### What the task requires
Copy out the material in full. Leave every line as it is.

========================================

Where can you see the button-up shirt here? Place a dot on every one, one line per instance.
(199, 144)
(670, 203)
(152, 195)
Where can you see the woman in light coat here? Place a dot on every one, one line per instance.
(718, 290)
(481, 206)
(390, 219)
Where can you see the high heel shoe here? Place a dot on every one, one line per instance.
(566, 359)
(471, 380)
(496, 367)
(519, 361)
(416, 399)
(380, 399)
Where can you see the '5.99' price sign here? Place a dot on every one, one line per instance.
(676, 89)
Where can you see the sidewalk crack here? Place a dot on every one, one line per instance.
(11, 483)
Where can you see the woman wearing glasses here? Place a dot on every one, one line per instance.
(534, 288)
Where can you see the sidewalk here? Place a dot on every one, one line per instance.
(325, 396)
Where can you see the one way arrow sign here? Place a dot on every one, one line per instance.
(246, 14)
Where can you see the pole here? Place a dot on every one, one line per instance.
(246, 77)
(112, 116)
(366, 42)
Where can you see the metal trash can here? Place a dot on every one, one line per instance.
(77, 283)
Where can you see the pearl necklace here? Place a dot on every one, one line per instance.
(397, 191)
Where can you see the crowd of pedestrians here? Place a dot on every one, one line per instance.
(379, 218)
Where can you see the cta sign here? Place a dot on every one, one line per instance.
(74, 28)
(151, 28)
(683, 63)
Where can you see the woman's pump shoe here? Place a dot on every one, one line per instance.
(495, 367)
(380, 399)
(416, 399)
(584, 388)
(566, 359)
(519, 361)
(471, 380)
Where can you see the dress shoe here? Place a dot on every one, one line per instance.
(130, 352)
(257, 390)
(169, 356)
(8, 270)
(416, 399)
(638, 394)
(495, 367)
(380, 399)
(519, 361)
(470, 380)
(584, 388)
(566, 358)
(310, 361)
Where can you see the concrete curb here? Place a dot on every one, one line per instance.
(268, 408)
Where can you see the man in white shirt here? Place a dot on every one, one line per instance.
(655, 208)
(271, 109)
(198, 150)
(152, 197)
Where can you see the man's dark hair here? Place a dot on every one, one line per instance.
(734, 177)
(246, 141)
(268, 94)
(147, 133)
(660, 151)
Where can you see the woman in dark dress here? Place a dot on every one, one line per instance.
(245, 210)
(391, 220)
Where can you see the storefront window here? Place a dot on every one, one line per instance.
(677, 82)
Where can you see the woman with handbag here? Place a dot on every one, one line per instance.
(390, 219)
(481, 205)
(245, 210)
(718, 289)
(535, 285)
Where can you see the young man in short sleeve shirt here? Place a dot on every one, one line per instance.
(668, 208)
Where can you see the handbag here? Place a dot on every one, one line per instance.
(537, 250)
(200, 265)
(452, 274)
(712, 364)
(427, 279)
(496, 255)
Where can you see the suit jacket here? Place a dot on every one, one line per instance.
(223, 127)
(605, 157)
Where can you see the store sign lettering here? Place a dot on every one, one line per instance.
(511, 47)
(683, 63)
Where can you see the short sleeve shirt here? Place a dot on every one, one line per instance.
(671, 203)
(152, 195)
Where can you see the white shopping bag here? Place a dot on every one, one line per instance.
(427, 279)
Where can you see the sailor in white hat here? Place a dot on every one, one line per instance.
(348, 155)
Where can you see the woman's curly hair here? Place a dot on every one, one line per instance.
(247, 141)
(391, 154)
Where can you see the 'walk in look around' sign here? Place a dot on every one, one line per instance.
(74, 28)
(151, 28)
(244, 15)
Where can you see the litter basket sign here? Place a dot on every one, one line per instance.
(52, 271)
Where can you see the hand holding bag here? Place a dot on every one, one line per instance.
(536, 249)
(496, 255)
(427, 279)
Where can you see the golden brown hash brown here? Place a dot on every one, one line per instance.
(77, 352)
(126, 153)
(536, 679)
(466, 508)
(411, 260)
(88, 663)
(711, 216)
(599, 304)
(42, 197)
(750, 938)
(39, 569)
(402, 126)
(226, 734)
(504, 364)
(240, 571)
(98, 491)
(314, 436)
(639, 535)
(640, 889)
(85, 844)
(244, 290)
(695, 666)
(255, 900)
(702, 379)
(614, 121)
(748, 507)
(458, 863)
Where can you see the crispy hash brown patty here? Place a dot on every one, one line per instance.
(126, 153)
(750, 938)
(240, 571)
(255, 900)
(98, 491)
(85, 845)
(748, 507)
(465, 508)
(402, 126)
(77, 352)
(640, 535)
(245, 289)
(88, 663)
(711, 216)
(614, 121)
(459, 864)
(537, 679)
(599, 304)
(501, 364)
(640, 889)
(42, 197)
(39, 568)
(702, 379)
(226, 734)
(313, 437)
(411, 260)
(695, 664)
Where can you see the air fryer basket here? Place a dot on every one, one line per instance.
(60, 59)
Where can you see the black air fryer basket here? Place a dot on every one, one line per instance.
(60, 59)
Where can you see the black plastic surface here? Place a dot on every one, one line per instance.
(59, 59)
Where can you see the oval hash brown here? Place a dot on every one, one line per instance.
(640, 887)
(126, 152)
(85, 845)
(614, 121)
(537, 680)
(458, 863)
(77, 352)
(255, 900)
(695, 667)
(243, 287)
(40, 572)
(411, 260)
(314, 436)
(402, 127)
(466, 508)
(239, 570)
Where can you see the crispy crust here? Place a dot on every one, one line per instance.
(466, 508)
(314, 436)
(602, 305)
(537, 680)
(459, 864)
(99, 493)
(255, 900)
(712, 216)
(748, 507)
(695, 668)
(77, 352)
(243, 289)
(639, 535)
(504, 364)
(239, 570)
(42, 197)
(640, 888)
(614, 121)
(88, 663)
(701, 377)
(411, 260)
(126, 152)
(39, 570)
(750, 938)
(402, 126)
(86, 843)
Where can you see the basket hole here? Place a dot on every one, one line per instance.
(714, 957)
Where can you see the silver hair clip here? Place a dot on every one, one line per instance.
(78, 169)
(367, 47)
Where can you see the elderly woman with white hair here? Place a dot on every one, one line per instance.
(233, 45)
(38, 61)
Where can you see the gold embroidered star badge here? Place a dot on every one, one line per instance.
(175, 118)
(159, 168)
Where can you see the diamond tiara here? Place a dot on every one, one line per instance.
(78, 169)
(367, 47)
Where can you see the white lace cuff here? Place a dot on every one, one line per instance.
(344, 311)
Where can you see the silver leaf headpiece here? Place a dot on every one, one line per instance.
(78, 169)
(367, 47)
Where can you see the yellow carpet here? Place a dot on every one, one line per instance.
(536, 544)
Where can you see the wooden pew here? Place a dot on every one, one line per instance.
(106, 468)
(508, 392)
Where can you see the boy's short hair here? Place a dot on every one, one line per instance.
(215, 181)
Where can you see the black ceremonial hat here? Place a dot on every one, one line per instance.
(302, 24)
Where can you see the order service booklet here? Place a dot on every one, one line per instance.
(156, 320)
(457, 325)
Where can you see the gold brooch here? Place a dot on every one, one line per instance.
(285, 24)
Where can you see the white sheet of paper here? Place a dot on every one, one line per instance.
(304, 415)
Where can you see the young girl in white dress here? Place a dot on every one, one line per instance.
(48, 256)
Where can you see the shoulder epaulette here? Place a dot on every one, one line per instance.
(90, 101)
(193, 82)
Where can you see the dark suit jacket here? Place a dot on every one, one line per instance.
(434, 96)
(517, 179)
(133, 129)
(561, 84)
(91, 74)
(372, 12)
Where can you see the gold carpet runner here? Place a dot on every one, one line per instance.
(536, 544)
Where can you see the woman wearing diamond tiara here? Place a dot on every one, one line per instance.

========================================

### Task output
Where can you see the button-up shirt here? Place a dot on every one, one line per instance.
(199, 144)
(670, 203)
(152, 195)
Where can you see the woman in light coat here? Place a dot on every one, one line per instance.
(718, 290)
(481, 206)
(390, 219)
Where can you see the high heel shoe here? Place a dot on every one, one line per instance.
(566, 359)
(471, 380)
(496, 367)
(519, 361)
(416, 399)
(380, 399)
Where can you see the '5.99' price sign here? Place a dot on every one, one line per instance.
(676, 89)
Where can you see the sidewalk crack here? Place a dot on every one, one line per instance.
(11, 483)
Where can you see the woman wearing glasses here? Place a dot on every one, one line per instance.
(534, 288)
Where can you see the sidewalk here? Place a dot on every one, one line per instance.
(325, 396)
Where can you see the one way arrow sign here? Place a dot on every one, one line per instance.
(246, 14)
Where can you see the pole here? Place a dot on every one, one line per instance.
(246, 77)
(112, 116)
(366, 42)
Where can you see the metal trash can here? Place a dot on every one, one line per instance.
(77, 283)
Where can you see the pearl necklace here? Place a dot on every one, one line per instance.
(397, 191)
Where can you see the crowd of pedestrians here? Place a dot on every one, one line per instance.
(379, 218)
Where can you see the cta sign here? Place a dot on every one, one line per instance.
(74, 28)
(151, 28)
(683, 63)
Where can you see the woman's pump shoe here? Place a dot on every one, one line per instance.
(495, 367)
(380, 399)
(416, 399)
(584, 388)
(566, 359)
(519, 361)
(471, 380)
Where can you see the dress shoe here? Place a dot on every one, one line per instance.
(130, 352)
(257, 390)
(169, 356)
(8, 270)
(416, 399)
(638, 394)
(495, 367)
(380, 399)
(519, 361)
(470, 380)
(584, 388)
(566, 358)
(310, 361)
Where can you see the concrete curb here? Place a dot on every one, one line per instance.
(268, 408)
Where can you see the man in white shirt here? Place a dot on every one, one line per instance.
(655, 208)
(271, 109)
(198, 150)
(152, 197)
Where can you see the man's dark hair here? Place a dot on every one, one line per instance.
(734, 177)
(246, 141)
(268, 94)
(147, 133)
(660, 151)
Where can you see the woman in dark dress here? Place a dot on every one, one line per instance.
(245, 210)
(391, 220)
Where can you see the storefront window here? Place a dot on every one, one line per instance.
(677, 82)
Where can you see the woman with handbag here? Place a dot on every one, one line per instance.
(390, 219)
(481, 205)
(245, 210)
(718, 289)
(535, 285)
Where can you see the young man in short sleeve shirt here? Place a dot on every one, one line per instance.
(668, 208)
Where can you see the handbag here? Place a dot on every one, one line per instance.
(537, 250)
(200, 265)
(452, 274)
(712, 364)
(427, 279)
(496, 255)
Where can you see the suit jacket here? Place a dot on every one, one line per instance.
(223, 127)
(605, 157)
Where can you see the store sign lettering here? Place a dot on every one, one line per instance.
(511, 47)
(683, 63)
Where can you see the short sleeve shirt here? Place a dot on every one, one line per instance.
(671, 203)
(152, 195)
Where can you see the white shopping bag here? Place a dot on every one, one line per instance.
(427, 279)
Where can you see the sailor in white hat here? Place a dot on every one, one line per instance.
(348, 155)
Where can you see the woman's curly hair here? Place a dot on every one, one line per instance.
(247, 141)
(391, 154)
Where can you see the 'walk in look around' sign here? Place a dot on every one, one line per instance.
(74, 28)
(151, 28)
(244, 15)
Where can you see the litter basket sign here? Place a dot on every one, one line per instance.
(52, 271)
Where can you see the hand holding bag here? Place a dot on every one, one line per instance.
(536, 249)
(496, 255)
(427, 279)
Where can you see the golden brown hash brown here? Place a dot on every one, one line per instance.
(77, 352)
(126, 153)
(536, 679)
(466, 508)
(411, 260)
(88, 663)
(711, 216)
(599, 304)
(42, 197)
(750, 938)
(39, 569)
(402, 126)
(226, 734)
(504, 364)
(240, 571)
(98, 491)
(314, 436)
(639, 535)
(640, 889)
(85, 844)
(244, 290)
(695, 666)
(255, 900)
(702, 379)
(614, 121)
(748, 507)
(458, 863)
Where can you see the crispy hash brown patty here? Place a dot on every one, one line per instance.
(126, 153)
(750, 938)
(240, 571)
(255, 900)
(98, 491)
(85, 845)
(748, 507)
(465, 508)
(402, 126)
(77, 352)
(640, 535)
(245, 289)
(88, 663)
(711, 216)
(614, 121)
(459, 864)
(537, 679)
(599, 304)
(501, 364)
(640, 889)
(42, 197)
(39, 568)
(702, 379)
(226, 734)
(313, 437)
(411, 260)
(695, 664)
Where can you see the air fryer basket here? Place a dot on every one, one line per instance.
(60, 59)
Where can you see the black air fryer basket here? Place a dot on every one, one line per instance.
(60, 59)
Where can you see the black plastic surface here? Place a dot on every one, one line per instance.
(59, 59)
Where can you see the oval hash brown here? Place a dot on every one, one line per instance.
(640, 887)
(126, 152)
(85, 845)
(614, 121)
(537, 680)
(458, 863)
(77, 352)
(255, 900)
(695, 667)
(243, 287)
(40, 572)
(411, 260)
(314, 436)
(402, 127)
(466, 508)
(239, 570)
Where can you see the crispy crust here? Place a dot on every one, one line per instance.
(466, 508)
(314, 436)
(602, 305)
(537, 680)
(459, 864)
(99, 493)
(255, 900)
(712, 216)
(748, 507)
(695, 668)
(77, 352)
(243, 289)
(639, 535)
(504, 364)
(239, 570)
(42, 197)
(640, 888)
(614, 121)
(88, 663)
(701, 377)
(411, 260)
(126, 152)
(39, 570)
(750, 938)
(402, 126)
(86, 843)
Where can you see the basket hole here? Place a dot on every one, one line per instance.
(714, 957)
Where can you see the silver hair clip here? Place a dot on every one, one line per instance.
(78, 169)
(367, 47)
Where can you see the elderly woman with white hair here? Place a dot on every one, one line per instance.
(233, 45)
(38, 61)
Where can you see the gold embroidered star badge here? Place a dot on every one, one line per instance.
(175, 118)
(159, 168)
Where can you see the diamond tiara here? Place a dot on every one, one line per instance.
(78, 169)
(367, 47)
Where can you see the white lace cuff here? Place a dot on every one, one line per instance.
(344, 311)
Where can you see the silver leaf headpiece here? Place a dot on every one, one line per instance.
(78, 169)
(367, 47)
Where can you see the yellow carpet here? Place a dot on every one, one line per instance.
(536, 544)
Where can you see the wooden pew here? Place a dot on every one, one line per instance.
(106, 468)
(508, 392)
Where can you see the boy's short hair here? Place a dot on every one, one line per instance.
(215, 181)
Where can you see the black ceremonial hat here? Place a dot on every one, one line per instance.
(302, 24)
Where can you see the order service booklet here? Place a dot on every one, one line per instance.
(156, 320)
(457, 325)
Where can you see the gold brooch here? Place a dot on every one, one line per instance.
(285, 24)
Where can you see the white sheet of paper here? Place a dot on every one, one line per instance.
(304, 415)
Where can you see the young girl in white dress here? Place a dot on every one, one line per instance.
(48, 256)
Where can you see the shoulder epaulette here? Place a dot on every one, one line per instance.
(90, 101)
(193, 82)
Where can you see the dark suit jacket here? Place a dot on every one, one line per instance.
(434, 96)
(517, 179)
(133, 129)
(561, 84)
(91, 74)
(372, 12)
Where can you see the gold carpet runner here? Place a dot on every one, one line per instance.
(536, 544)
Where can you see the woman wearing diamond tiara here? Place a dot on every one, one line per instance.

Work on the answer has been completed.